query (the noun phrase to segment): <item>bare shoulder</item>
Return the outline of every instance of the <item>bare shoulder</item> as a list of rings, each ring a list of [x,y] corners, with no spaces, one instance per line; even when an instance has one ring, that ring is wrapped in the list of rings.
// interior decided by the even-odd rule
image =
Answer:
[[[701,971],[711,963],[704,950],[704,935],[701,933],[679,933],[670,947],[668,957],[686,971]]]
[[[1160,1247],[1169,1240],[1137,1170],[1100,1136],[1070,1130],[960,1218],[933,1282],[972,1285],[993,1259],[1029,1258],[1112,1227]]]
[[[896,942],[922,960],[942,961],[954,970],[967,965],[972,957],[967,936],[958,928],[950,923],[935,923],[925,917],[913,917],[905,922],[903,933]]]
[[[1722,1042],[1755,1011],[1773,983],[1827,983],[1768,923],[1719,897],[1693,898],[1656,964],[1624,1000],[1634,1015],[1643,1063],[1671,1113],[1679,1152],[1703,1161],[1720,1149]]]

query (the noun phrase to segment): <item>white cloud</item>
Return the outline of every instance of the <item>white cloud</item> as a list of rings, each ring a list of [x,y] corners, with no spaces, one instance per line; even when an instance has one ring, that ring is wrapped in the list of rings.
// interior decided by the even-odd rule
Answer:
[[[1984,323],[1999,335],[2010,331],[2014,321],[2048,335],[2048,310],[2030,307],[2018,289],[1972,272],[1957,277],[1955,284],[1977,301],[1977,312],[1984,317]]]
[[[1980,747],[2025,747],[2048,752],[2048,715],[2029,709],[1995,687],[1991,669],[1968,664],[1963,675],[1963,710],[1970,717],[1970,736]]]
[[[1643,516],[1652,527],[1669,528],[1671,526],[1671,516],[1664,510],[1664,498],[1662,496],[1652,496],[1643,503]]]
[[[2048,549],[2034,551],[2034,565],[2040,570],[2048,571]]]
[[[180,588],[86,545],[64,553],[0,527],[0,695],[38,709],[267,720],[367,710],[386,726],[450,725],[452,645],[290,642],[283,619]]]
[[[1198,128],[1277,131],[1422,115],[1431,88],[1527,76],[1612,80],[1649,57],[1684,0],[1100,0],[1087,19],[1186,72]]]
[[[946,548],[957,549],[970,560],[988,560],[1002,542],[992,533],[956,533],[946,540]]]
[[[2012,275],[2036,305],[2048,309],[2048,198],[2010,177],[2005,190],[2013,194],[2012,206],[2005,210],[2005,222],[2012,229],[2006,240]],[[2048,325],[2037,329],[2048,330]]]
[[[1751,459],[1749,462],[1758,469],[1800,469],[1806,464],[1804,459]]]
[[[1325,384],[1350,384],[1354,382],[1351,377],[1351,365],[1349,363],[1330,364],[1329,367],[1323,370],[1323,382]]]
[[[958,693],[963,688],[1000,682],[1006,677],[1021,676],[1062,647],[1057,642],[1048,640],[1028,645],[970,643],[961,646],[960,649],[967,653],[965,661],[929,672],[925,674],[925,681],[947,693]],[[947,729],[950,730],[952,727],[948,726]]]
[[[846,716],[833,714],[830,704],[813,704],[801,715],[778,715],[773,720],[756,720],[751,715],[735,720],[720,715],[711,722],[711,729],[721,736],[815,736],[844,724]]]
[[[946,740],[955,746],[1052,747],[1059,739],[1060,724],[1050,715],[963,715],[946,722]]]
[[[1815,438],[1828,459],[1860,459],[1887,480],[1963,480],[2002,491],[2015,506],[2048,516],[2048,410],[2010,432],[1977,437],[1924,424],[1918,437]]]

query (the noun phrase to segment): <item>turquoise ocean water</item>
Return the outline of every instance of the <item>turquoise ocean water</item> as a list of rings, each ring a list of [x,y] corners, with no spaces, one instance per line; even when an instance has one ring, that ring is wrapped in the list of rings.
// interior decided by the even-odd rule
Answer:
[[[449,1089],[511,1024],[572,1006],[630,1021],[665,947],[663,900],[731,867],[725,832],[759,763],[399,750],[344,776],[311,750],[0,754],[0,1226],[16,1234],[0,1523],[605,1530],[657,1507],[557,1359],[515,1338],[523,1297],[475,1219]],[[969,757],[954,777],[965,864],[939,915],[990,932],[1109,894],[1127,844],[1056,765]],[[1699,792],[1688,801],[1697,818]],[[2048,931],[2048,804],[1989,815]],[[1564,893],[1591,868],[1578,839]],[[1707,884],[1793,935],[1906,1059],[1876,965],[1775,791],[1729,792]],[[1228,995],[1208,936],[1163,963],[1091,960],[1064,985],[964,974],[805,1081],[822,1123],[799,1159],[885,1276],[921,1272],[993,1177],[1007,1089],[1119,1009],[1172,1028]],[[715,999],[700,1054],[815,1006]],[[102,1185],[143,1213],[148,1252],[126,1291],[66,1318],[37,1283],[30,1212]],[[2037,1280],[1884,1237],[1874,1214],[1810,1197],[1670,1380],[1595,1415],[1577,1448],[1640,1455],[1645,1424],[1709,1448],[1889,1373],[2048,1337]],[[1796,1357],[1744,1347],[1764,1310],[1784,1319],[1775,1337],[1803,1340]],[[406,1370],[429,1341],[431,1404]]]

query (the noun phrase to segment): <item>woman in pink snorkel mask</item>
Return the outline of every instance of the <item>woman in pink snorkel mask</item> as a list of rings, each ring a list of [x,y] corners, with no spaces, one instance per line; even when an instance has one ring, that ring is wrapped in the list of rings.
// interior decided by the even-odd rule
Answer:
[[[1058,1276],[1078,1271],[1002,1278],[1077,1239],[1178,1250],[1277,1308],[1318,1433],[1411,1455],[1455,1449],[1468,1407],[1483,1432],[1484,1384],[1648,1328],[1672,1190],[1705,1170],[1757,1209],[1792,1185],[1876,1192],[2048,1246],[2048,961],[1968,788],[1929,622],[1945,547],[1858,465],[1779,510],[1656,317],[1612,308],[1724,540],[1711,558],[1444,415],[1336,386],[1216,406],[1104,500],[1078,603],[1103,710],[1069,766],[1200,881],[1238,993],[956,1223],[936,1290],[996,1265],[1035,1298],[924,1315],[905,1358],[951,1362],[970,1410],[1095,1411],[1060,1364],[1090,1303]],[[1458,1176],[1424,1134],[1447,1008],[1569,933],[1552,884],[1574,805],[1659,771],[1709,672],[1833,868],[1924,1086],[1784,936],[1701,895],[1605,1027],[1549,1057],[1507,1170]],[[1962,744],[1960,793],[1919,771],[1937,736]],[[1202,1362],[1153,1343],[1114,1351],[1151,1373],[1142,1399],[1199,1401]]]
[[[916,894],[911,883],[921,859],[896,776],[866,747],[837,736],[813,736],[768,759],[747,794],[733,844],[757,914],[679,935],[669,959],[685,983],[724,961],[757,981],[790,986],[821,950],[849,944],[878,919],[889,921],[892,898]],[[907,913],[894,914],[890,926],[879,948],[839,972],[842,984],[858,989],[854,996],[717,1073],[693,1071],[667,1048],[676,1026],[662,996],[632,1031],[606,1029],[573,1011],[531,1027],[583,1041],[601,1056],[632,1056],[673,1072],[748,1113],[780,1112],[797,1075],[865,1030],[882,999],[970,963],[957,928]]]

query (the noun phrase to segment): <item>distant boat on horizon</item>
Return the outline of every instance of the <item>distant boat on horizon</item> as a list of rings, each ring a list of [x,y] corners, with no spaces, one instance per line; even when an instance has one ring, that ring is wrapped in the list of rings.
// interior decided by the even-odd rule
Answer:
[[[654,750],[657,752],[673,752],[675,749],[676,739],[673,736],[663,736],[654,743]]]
■ ■ ■ ■
WHAT YOU HAVE TO DO: Everything from the line with "query (the noun phrase to segment): <item>distant" down to the last line of the data above should be returned exactly, with both ends kept and nothing added.

WRITTEN ANSWER:
query (the noun phrase to segment): <item>distant boat on horizon</item>
Return the outline of every instance of the <item>distant boat on horizon</item> as a list of rings, each ring a list of [x,y] corners, with no spaces, one instance per line; even when an instance has one ring, that ring is wrapped in the list of rings.
// interior decided by the even-odd rule
Answer:
[[[654,750],[657,752],[673,752],[675,749],[676,739],[673,736],[663,736],[654,743]]]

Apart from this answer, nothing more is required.